Object position labeling records
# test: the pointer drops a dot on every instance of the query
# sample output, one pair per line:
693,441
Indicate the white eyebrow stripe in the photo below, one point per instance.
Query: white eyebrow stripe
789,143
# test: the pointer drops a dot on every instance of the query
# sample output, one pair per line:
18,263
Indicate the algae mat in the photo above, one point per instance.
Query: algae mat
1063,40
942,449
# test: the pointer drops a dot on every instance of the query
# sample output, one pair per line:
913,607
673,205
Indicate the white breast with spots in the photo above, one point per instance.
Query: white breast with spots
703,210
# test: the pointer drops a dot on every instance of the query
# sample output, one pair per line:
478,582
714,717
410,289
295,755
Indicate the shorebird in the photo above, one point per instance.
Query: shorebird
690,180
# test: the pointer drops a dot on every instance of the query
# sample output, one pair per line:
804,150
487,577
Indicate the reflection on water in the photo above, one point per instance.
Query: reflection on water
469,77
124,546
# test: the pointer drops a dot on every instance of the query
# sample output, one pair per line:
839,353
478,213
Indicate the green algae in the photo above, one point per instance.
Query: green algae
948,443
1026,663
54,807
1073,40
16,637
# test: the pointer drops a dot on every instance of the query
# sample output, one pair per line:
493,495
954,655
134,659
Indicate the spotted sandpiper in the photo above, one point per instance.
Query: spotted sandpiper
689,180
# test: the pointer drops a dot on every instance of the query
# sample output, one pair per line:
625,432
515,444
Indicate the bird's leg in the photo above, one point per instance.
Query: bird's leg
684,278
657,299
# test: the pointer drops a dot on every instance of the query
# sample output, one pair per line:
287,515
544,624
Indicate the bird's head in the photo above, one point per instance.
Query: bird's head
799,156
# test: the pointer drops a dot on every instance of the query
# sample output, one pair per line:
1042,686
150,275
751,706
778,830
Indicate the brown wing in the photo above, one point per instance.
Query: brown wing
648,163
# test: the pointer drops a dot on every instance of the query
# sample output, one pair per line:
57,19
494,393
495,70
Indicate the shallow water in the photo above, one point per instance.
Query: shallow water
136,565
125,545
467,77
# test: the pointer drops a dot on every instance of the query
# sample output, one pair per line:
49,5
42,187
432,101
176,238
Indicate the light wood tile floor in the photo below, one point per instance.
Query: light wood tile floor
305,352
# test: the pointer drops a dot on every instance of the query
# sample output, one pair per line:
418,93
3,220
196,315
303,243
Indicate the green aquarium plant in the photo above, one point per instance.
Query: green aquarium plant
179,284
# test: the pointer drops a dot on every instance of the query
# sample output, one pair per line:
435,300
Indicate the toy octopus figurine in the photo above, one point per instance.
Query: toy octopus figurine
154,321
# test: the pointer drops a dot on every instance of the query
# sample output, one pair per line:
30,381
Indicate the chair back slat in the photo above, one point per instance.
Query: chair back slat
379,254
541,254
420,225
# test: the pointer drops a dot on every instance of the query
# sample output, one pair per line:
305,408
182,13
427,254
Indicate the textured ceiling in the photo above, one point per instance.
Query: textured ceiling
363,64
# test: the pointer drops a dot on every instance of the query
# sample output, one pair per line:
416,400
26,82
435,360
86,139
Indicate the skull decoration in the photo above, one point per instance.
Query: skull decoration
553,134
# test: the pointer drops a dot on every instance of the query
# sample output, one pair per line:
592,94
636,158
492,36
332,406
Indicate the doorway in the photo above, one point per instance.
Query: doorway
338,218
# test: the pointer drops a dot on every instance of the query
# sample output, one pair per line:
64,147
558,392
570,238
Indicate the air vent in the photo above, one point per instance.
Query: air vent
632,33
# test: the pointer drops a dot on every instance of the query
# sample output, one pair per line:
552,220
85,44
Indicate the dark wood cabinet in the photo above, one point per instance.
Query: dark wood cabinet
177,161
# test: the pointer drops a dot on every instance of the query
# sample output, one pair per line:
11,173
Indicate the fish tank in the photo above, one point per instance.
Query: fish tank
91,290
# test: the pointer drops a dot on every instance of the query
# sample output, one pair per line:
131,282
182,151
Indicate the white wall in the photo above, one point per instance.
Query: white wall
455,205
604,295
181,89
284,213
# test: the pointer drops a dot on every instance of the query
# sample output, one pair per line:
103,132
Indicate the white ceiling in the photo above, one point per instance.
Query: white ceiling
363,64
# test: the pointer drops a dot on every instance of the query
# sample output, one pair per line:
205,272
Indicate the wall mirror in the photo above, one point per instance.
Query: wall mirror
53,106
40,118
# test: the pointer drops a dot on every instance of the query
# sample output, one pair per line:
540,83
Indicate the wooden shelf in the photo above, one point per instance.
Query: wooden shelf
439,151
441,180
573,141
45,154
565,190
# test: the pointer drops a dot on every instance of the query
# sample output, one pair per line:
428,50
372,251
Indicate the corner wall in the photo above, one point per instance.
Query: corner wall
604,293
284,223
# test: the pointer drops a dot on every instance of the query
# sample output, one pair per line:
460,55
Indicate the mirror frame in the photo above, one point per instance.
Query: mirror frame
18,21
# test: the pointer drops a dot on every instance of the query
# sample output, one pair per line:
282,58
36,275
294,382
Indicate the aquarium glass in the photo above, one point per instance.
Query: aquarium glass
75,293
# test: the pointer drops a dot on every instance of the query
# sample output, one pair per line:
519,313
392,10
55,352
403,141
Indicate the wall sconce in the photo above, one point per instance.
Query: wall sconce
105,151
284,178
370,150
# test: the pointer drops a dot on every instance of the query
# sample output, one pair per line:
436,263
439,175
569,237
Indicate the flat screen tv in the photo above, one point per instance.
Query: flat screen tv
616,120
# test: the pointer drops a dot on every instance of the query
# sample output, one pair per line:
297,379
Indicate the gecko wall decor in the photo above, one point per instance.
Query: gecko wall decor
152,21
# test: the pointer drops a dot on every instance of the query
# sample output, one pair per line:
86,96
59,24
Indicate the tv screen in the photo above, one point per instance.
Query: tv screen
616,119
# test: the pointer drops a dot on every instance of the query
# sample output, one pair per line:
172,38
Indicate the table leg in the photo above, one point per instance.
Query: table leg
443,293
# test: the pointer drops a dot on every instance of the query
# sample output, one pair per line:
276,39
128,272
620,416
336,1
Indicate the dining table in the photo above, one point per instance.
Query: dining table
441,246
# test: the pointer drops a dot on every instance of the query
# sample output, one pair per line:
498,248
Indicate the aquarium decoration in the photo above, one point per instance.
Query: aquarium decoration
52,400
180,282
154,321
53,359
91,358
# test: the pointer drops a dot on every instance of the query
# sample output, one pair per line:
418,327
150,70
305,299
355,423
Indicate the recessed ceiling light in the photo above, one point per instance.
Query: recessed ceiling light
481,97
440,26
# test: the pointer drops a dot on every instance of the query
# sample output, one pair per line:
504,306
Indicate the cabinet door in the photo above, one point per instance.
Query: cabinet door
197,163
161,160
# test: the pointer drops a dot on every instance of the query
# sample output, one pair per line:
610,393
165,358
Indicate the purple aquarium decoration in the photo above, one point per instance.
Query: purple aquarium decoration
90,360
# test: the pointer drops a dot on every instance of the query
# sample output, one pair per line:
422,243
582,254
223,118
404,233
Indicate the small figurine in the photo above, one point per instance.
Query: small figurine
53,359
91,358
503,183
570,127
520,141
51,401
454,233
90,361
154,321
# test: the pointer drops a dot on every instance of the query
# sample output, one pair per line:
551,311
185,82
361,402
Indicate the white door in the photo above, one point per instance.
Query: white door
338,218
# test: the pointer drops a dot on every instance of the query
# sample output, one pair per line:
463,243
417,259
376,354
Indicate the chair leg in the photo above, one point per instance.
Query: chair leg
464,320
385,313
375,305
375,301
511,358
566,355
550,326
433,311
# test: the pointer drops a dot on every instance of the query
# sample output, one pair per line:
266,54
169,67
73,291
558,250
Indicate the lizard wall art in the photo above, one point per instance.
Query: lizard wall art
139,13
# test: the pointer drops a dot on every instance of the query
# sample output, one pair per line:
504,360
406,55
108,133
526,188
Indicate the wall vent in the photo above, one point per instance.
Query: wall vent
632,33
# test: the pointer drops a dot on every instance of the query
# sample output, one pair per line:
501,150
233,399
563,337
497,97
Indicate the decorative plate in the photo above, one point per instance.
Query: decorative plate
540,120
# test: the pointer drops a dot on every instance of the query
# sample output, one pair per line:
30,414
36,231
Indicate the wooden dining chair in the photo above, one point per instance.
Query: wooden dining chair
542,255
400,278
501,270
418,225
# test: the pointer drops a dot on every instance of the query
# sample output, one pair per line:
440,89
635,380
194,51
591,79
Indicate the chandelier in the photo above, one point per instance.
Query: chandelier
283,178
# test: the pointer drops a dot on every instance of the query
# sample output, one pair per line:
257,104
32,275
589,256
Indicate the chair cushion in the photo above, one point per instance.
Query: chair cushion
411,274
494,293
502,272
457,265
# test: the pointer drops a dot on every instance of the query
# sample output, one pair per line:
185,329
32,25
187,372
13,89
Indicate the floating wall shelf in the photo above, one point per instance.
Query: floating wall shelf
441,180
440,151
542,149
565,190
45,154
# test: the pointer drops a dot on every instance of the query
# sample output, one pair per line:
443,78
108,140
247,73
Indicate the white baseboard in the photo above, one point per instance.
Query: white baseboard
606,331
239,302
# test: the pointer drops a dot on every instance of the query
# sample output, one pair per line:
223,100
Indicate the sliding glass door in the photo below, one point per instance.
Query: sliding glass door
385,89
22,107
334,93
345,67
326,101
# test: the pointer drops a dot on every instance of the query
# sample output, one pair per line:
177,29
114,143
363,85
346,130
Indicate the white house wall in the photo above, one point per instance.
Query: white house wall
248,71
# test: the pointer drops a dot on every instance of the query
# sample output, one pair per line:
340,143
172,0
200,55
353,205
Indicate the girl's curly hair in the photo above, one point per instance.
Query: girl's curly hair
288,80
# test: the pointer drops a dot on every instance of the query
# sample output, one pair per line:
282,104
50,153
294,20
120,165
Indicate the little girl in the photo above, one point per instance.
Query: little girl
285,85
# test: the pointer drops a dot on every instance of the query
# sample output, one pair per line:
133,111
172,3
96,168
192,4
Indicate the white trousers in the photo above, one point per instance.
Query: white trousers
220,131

#### [WHAT IS BEING ASKED]
Pick out every line in the records above that contains the word "girl", matching case exactly, and copy each one.

#### [SOLUTION TO THE EXERCISE]
Indicate the girl's curly hair in the photo above, one point per instance.
Query: girl's curly hair
Indicate the little girl in the photo above, one point per instance.
Query: little girl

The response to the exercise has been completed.